REQUIREMENT
Retype precisely the section of the data that starts at the line containing "the red wall" and runs to its final line, ends included.
━━ DATA PROVIDED ━━
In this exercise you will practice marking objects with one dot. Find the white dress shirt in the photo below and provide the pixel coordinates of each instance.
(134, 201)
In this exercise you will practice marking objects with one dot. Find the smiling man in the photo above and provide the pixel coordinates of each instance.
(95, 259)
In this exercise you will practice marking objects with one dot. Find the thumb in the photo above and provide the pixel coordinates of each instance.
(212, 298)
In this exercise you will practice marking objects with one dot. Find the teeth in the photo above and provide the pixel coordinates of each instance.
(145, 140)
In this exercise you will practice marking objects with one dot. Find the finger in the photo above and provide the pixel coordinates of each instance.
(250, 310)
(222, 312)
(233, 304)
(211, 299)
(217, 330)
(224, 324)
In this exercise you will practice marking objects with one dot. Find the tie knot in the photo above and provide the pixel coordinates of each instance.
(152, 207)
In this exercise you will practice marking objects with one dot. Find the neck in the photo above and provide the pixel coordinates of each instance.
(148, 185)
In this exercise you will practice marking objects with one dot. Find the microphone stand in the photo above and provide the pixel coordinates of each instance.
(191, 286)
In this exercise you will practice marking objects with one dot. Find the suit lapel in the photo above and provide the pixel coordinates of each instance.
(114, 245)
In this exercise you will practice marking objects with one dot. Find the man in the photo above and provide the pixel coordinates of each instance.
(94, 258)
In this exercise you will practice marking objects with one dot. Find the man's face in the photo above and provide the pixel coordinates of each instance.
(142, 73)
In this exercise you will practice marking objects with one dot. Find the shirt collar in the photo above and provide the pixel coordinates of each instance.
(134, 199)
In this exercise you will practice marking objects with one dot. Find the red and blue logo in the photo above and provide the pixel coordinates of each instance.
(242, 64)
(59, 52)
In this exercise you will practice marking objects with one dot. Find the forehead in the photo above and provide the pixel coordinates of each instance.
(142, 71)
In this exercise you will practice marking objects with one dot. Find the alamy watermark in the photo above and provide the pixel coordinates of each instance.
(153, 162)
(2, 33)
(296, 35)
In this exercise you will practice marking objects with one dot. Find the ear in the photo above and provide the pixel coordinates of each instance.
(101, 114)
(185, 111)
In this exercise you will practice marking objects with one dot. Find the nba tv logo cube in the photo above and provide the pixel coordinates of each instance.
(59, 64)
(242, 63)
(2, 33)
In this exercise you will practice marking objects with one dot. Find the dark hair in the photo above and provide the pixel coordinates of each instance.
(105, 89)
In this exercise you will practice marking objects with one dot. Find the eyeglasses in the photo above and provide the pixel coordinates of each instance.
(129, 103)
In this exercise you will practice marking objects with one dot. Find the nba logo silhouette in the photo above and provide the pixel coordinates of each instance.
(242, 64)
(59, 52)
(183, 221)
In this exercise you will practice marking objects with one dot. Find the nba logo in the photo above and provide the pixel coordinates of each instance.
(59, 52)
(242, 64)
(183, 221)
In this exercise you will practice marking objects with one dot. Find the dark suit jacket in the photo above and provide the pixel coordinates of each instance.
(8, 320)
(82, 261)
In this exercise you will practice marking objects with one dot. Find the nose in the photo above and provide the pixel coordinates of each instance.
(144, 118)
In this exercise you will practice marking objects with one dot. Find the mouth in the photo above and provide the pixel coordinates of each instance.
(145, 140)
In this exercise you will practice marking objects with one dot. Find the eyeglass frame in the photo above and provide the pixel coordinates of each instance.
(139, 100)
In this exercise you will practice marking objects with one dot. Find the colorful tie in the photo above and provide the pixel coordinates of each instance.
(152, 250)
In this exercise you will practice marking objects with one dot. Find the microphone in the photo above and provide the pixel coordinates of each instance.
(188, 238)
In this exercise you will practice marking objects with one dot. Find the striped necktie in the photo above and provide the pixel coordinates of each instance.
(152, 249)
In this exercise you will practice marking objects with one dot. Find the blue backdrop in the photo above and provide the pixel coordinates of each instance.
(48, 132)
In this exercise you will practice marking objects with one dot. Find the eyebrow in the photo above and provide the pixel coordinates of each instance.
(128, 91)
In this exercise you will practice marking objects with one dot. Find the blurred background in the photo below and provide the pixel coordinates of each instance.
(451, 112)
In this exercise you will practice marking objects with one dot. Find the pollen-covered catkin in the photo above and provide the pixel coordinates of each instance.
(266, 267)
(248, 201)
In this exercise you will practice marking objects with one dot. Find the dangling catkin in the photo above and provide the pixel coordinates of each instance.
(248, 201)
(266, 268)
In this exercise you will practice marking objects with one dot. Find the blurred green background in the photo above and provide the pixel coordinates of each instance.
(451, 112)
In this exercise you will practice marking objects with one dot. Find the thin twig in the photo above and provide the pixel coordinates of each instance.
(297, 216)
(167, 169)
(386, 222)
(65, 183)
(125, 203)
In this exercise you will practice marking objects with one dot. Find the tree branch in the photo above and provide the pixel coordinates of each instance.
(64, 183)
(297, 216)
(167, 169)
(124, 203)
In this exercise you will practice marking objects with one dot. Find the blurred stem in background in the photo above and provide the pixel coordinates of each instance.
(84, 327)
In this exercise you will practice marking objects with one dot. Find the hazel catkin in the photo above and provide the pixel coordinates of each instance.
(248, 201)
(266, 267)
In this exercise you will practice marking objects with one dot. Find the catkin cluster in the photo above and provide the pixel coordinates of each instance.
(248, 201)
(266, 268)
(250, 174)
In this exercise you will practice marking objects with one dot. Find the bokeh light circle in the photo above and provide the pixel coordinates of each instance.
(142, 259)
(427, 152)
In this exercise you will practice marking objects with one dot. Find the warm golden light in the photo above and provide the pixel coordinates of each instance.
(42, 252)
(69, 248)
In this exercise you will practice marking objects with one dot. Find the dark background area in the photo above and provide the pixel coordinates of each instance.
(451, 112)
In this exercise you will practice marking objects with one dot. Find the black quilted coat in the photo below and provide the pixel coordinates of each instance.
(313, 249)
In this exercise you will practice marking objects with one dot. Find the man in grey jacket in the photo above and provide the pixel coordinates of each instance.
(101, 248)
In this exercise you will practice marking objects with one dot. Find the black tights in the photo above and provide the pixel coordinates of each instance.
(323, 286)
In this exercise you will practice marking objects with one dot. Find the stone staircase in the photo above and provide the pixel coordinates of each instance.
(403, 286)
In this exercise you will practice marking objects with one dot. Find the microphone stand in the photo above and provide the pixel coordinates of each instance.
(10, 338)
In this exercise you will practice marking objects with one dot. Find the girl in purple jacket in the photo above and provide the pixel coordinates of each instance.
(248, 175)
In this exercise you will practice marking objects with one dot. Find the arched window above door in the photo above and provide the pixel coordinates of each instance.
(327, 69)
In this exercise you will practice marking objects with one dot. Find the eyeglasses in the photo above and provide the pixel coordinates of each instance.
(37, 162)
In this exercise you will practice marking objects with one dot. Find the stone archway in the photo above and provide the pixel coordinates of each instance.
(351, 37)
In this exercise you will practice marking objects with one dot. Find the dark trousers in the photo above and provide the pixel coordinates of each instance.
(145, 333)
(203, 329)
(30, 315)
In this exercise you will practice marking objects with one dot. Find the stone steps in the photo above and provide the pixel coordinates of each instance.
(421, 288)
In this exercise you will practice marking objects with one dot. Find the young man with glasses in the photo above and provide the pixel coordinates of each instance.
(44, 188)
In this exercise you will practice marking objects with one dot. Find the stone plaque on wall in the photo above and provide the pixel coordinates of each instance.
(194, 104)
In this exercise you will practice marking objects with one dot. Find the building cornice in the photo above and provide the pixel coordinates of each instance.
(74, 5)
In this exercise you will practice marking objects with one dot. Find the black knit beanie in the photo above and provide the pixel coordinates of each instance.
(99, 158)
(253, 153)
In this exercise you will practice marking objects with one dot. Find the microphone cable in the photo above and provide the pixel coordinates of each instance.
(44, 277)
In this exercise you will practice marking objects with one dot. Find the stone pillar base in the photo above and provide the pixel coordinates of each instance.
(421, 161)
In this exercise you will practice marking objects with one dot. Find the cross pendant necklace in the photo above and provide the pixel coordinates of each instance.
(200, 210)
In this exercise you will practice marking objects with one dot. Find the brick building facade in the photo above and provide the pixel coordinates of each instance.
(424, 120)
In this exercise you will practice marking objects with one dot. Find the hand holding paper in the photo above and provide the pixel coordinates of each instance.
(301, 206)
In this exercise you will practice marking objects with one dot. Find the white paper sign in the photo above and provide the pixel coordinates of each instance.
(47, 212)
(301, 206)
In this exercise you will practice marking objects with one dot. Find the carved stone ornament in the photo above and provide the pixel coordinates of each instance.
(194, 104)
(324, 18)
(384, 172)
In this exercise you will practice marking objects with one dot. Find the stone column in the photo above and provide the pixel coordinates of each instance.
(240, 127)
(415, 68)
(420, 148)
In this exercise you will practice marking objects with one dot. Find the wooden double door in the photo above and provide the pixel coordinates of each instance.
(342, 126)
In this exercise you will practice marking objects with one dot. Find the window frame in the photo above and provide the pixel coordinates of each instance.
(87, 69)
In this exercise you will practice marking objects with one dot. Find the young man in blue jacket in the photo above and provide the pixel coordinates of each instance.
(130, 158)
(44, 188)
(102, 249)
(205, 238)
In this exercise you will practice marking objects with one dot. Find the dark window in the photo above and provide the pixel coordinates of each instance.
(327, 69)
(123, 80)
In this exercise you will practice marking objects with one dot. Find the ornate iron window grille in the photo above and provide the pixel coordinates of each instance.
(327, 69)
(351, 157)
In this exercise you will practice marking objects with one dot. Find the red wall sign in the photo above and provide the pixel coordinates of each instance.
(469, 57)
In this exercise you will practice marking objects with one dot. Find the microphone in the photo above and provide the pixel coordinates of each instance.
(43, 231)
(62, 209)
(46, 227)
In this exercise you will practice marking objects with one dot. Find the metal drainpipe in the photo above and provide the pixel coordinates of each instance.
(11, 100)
━━━
TASK RESPONSE
In this exercise you will practice marking objects with one dot. Find the red wall sign in the photo above and provide the pixel coordinates of each instance.
(469, 57)
In this exercise you will practice marking objects with one dot. Find the microphone in the photo above and provide the pixel coordinates of each instance.
(43, 231)
(62, 209)
(46, 227)
In this exercise you will practice marking objects with one dot. Find the metal drainpipe in the photo above and provide the pixel coordinates of each instance.
(11, 100)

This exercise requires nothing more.